*** Opening of DATA TO USE ***
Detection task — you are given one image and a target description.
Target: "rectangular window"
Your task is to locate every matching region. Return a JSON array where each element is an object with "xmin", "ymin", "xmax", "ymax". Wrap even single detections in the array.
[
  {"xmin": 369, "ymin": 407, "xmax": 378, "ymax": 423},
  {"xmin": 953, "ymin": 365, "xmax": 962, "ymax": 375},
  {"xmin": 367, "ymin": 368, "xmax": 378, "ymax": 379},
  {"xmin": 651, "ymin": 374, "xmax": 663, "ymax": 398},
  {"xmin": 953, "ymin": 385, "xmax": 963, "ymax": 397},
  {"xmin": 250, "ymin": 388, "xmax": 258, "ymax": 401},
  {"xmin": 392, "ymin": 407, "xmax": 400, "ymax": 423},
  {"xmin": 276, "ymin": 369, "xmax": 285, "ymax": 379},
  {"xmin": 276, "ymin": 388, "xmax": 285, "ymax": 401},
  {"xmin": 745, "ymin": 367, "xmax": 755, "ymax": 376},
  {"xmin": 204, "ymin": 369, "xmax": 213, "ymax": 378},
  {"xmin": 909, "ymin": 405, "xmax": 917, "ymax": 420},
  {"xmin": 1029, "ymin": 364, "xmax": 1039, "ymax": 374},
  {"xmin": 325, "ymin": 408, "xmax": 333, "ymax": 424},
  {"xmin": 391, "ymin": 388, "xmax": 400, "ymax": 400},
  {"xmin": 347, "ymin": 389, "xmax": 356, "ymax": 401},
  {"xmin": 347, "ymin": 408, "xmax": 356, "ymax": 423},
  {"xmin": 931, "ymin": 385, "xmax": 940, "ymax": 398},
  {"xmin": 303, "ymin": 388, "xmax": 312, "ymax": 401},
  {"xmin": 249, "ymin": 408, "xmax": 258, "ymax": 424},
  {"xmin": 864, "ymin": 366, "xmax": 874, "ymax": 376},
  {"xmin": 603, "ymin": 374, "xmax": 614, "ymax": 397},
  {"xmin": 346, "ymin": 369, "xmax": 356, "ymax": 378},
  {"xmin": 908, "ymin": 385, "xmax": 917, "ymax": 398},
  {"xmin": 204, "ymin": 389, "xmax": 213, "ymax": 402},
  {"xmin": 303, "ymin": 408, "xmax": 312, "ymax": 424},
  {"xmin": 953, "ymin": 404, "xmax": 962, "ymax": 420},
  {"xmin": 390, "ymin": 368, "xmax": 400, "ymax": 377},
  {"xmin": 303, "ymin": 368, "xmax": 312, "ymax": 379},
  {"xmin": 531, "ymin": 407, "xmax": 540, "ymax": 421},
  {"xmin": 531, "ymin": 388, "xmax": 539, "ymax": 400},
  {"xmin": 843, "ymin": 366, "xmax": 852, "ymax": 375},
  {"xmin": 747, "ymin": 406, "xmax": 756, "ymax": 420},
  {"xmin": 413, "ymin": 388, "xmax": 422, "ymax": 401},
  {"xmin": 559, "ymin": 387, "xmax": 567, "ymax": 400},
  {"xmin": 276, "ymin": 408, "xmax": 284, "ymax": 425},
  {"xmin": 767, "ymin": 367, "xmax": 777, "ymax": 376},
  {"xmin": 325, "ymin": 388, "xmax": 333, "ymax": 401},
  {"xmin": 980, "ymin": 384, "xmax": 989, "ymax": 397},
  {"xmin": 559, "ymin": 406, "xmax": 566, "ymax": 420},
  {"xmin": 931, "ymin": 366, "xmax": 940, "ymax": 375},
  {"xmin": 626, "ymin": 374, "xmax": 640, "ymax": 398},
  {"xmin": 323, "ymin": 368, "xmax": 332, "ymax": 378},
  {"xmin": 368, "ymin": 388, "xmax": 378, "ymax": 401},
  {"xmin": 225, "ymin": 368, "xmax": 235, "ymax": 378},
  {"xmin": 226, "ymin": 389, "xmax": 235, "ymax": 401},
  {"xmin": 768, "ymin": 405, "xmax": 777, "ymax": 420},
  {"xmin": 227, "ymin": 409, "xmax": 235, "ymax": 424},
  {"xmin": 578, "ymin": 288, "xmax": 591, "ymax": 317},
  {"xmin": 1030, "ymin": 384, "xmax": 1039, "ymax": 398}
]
*** Close of DATA TO USE ***
An exact transcription of the entries is needed, complete to the final line.

▶ [RESPONSE TO THE TASK]
Detection task — you are given one image and a target description.
Target: "rectangular window"
Your task is to locate every matching region. Return a JSON array where each element is an object with "xmin", "ymin", "xmax", "ymax". Wrap even single detections in the array.
[
  {"xmin": 369, "ymin": 407, "xmax": 378, "ymax": 423},
  {"xmin": 953, "ymin": 365, "xmax": 962, "ymax": 375},
  {"xmin": 367, "ymin": 368, "xmax": 378, "ymax": 379},
  {"xmin": 651, "ymin": 374, "xmax": 663, "ymax": 398},
  {"xmin": 953, "ymin": 385, "xmax": 963, "ymax": 397},
  {"xmin": 250, "ymin": 388, "xmax": 258, "ymax": 401},
  {"xmin": 392, "ymin": 407, "xmax": 400, "ymax": 423},
  {"xmin": 276, "ymin": 369, "xmax": 285, "ymax": 379},
  {"xmin": 276, "ymin": 388, "xmax": 285, "ymax": 401},
  {"xmin": 745, "ymin": 367, "xmax": 755, "ymax": 376},
  {"xmin": 204, "ymin": 369, "xmax": 213, "ymax": 378},
  {"xmin": 909, "ymin": 405, "xmax": 917, "ymax": 420},
  {"xmin": 1029, "ymin": 364, "xmax": 1039, "ymax": 374},
  {"xmin": 325, "ymin": 408, "xmax": 333, "ymax": 424},
  {"xmin": 391, "ymin": 388, "xmax": 400, "ymax": 400},
  {"xmin": 347, "ymin": 389, "xmax": 356, "ymax": 401},
  {"xmin": 347, "ymin": 408, "xmax": 356, "ymax": 423},
  {"xmin": 931, "ymin": 385, "xmax": 940, "ymax": 398},
  {"xmin": 303, "ymin": 388, "xmax": 312, "ymax": 401},
  {"xmin": 249, "ymin": 408, "xmax": 258, "ymax": 424},
  {"xmin": 864, "ymin": 366, "xmax": 874, "ymax": 376},
  {"xmin": 603, "ymin": 374, "xmax": 614, "ymax": 397},
  {"xmin": 346, "ymin": 369, "xmax": 356, "ymax": 378},
  {"xmin": 908, "ymin": 385, "xmax": 917, "ymax": 398},
  {"xmin": 204, "ymin": 389, "xmax": 213, "ymax": 402},
  {"xmin": 303, "ymin": 408, "xmax": 312, "ymax": 424},
  {"xmin": 953, "ymin": 404, "xmax": 962, "ymax": 420},
  {"xmin": 390, "ymin": 368, "xmax": 400, "ymax": 377},
  {"xmin": 303, "ymin": 368, "xmax": 312, "ymax": 379},
  {"xmin": 531, "ymin": 407, "xmax": 540, "ymax": 421},
  {"xmin": 531, "ymin": 388, "xmax": 539, "ymax": 400},
  {"xmin": 843, "ymin": 366, "xmax": 852, "ymax": 375},
  {"xmin": 747, "ymin": 406, "xmax": 756, "ymax": 420},
  {"xmin": 413, "ymin": 388, "xmax": 422, "ymax": 401},
  {"xmin": 559, "ymin": 387, "xmax": 567, "ymax": 400},
  {"xmin": 276, "ymin": 408, "xmax": 284, "ymax": 425},
  {"xmin": 767, "ymin": 367, "xmax": 777, "ymax": 376},
  {"xmin": 325, "ymin": 388, "xmax": 333, "ymax": 401},
  {"xmin": 980, "ymin": 384, "xmax": 989, "ymax": 397},
  {"xmin": 559, "ymin": 406, "xmax": 566, "ymax": 420},
  {"xmin": 931, "ymin": 366, "xmax": 940, "ymax": 375},
  {"xmin": 626, "ymin": 374, "xmax": 640, "ymax": 398},
  {"xmin": 323, "ymin": 368, "xmax": 332, "ymax": 378},
  {"xmin": 368, "ymin": 388, "xmax": 378, "ymax": 401},
  {"xmin": 225, "ymin": 368, "xmax": 235, "ymax": 378},
  {"xmin": 226, "ymin": 389, "xmax": 235, "ymax": 401},
  {"xmin": 768, "ymin": 405, "xmax": 777, "ymax": 420},
  {"xmin": 227, "ymin": 409, "xmax": 235, "ymax": 424},
  {"xmin": 578, "ymin": 288, "xmax": 591, "ymax": 317},
  {"xmin": 1030, "ymin": 384, "xmax": 1039, "ymax": 398}
]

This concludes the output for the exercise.